▸ **PROBLEM STATEMENT**
Render the listing below as a Markdown table with two columns, Row and Line, giving each line its row number and leaving out blank lines.

***** SUPPLIED MATERIAL

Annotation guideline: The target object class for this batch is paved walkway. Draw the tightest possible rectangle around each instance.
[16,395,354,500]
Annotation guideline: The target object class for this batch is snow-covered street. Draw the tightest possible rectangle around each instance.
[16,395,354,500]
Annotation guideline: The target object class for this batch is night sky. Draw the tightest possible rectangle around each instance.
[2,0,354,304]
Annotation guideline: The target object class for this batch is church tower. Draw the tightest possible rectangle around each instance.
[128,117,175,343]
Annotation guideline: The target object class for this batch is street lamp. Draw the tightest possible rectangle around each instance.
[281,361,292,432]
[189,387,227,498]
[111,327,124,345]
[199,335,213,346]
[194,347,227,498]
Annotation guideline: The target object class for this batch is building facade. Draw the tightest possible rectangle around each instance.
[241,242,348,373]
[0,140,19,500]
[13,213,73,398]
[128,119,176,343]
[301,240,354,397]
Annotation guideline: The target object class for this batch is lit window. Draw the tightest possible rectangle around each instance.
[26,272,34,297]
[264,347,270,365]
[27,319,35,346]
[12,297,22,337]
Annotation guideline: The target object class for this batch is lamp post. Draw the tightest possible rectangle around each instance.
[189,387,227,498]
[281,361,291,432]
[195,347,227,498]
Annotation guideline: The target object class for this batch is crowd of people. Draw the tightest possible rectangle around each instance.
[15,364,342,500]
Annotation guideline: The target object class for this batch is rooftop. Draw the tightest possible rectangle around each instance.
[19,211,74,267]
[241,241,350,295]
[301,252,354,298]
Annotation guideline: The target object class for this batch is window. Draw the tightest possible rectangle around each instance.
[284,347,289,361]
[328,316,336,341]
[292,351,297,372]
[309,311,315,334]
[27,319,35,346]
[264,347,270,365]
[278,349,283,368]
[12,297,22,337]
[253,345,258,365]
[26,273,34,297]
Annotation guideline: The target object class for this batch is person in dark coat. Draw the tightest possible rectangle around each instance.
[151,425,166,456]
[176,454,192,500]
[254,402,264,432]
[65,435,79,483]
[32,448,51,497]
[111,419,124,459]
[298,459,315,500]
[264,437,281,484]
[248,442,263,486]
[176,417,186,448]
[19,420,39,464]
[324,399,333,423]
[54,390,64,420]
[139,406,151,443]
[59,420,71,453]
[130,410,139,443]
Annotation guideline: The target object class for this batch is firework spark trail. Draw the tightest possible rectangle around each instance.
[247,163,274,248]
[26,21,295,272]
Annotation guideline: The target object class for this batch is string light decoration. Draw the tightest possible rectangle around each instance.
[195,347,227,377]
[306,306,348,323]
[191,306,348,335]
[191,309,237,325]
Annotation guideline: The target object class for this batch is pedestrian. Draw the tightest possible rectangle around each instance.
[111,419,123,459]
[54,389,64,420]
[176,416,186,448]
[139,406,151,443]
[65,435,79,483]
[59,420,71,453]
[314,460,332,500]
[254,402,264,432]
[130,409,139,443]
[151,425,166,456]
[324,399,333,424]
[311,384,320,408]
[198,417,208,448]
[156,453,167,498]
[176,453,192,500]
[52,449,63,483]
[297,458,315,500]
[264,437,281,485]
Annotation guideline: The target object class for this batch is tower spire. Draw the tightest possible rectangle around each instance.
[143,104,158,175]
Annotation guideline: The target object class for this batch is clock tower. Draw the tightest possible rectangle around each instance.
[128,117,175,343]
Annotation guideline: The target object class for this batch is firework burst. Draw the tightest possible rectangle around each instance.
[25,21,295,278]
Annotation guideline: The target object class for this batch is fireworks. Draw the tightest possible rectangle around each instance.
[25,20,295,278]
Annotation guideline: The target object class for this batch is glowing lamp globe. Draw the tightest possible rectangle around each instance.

**********

▸ **TASK OUTPUT**
| Row | Line |
|---|---|
| 1 | Annotation guideline: The target object class for this batch is paved walkway. Draw the tightest possible rectangle around each instance. |
| 2 | [16,395,354,500] |
| 3 | Annotation guideline: The target object class for this batch is snow-covered street. Draw the tightest possible rectangle around each instance. |
| 4 | [16,395,354,500] |
| 5 | Annotation guideline: The target object class for this batch is night sky. Draw the tightest possible rectangle around each instance. |
| 6 | [2,0,354,304] |
| 7 | Annotation guideline: The target object class for this batch is church tower. Draw the tightest possible rectangle around each instance. |
| 8 | [128,117,175,343] |
| 9 | Annotation guideline: The target object class for this batch is street lamp. Draw the tightest possible rectangle around each instance. |
| 10 | [281,361,292,432] |
| 11 | [189,387,227,498] |
| 12 | [111,327,124,345] |
| 13 | [199,335,213,346] |
| 14 | [194,347,227,498] |
| 15 | Annotation guideline: The target object class for this batch is building facade. Draw the tightest possible rectangle around each instance. |
| 16 | [241,242,348,373] |
| 17 | [0,140,19,500] |
| 18 | [13,213,73,398] |
| 19 | [128,119,176,343] |
| 20 | [301,240,354,397] |
| 21 | Annotation guideline: The target object class for this batch is lit window. Draw the tightest possible rectangle around each instance. |
| 22 | [26,272,34,297] |
| 23 | [264,347,270,365] |
| 24 | [27,319,35,346] |
| 25 | [12,297,22,337] |
| 26 | Annotation guideline: The target object class for this batch is lamp post. Draw the tightest possible rectangle around each instance. |
| 27 | [189,387,227,498] |
| 28 | [281,361,291,432] |
| 29 | [195,347,227,498] |
| 30 | Annotation guideline: The target object class for this batch is crowd of people. Draw the tightest possible rectangle around each instance. |
| 31 | [15,364,342,500] |
| 32 | Annotation guideline: The target object class for this batch is rooftop. Draw the tightest possible rectangle around each instance. |
| 33 | [19,211,74,267] |
| 34 | [241,241,350,295] |
| 35 | [301,252,354,298] |
| 36 | Annotation guideline: The target object class for this batch is window. Draw the tightest possible rectangle around each instance. |
| 37 | [284,347,289,361] |
| 38 | [328,316,336,341] |
| 39 | [292,351,297,372] |
| 40 | [309,311,315,334] |
| 41 | [27,319,35,346] |
| 42 | [264,347,270,365] |
| 43 | [278,349,283,368] |
| 44 | [12,297,22,337] |
| 45 | [253,345,258,365] |
| 46 | [26,273,34,297] |
| 47 | Annotation guideline: The target object class for this batch is person in dark coat. Draw the tightest possible rectangle around each instance. |
| 48 | [151,425,166,456] |
| 49 | [176,454,192,500] |
| 50 | [254,402,264,432] |
| 51 | [65,435,79,483] |
| 52 | [32,448,51,497] |
| 53 | [111,419,124,459] |
| 54 | [298,459,315,500] |
| 55 | [264,437,281,484] |
| 56 | [248,442,263,486] |
| 57 | [176,417,186,448] |
| 58 | [19,420,39,464] |
| 59 | [324,399,333,423] |
| 60 | [54,390,64,420] |
| 61 | [139,406,151,443] |
| 62 | [59,420,71,453] |
| 63 | [130,410,139,443] |
| 64 | Annotation guideline: The target object class for this batch is firework spark trail. Draw the tightest possible rectangle around each instance. |
| 65 | [247,163,274,248] |
| 66 | [26,21,295,272] |
| 67 | Annotation guideline: The target object class for this batch is string light decoration. Draw the tightest possible rectangle around each instance. |
| 68 | [195,347,227,377] |
| 69 | [306,306,348,323] |
| 70 | [191,306,348,335] |
| 71 | [191,309,237,325] |
| 72 | Annotation guideline: The target object class for this batch is pedestrian. Draw the tightest possible rectangle around each instance. |
| 73 | [111,419,123,459] |
| 74 | [54,389,64,420] |
| 75 | [176,416,186,448] |
| 76 | [139,406,151,443] |
| 77 | [65,435,79,483] |
| 78 | [59,420,71,453] |
| 79 | [314,460,332,500] |
| 80 | [254,402,264,432] |
| 81 | [130,409,139,443] |
| 82 | [151,425,166,456] |
| 83 | [324,399,333,424] |
| 84 | [311,384,320,408] |
| 85 | [198,417,208,448] |
| 86 | [156,453,167,498] |
| 87 | [176,453,192,500] |
| 88 | [52,449,63,483] |
| 89 | [297,458,315,500] |
| 90 | [264,437,281,485] |
| 91 | Annotation guideline: The target object class for this batch is tower spire. Draw the tightest possible rectangle around each instance. |
| 92 | [143,104,158,175] |
| 93 | Annotation guideline: The target object class for this batch is clock tower. Draw the tightest possible rectangle around each instance. |
| 94 | [128,117,175,343] |
| 95 | Annotation guideline: The target object class for this batch is firework burst. Draw the tightest possible rectangle around each instance. |
| 96 | [25,21,295,278] |
| 97 | Annotation guideline: The target object class for this batch is fireworks. Draw the tightest possible rectangle around each instance. |
| 98 | [25,20,295,278] |
| 99 | Annotation guideline: The target object class for this batch is glowing lamp globe. Draw the tightest possible rectangle around each instance. |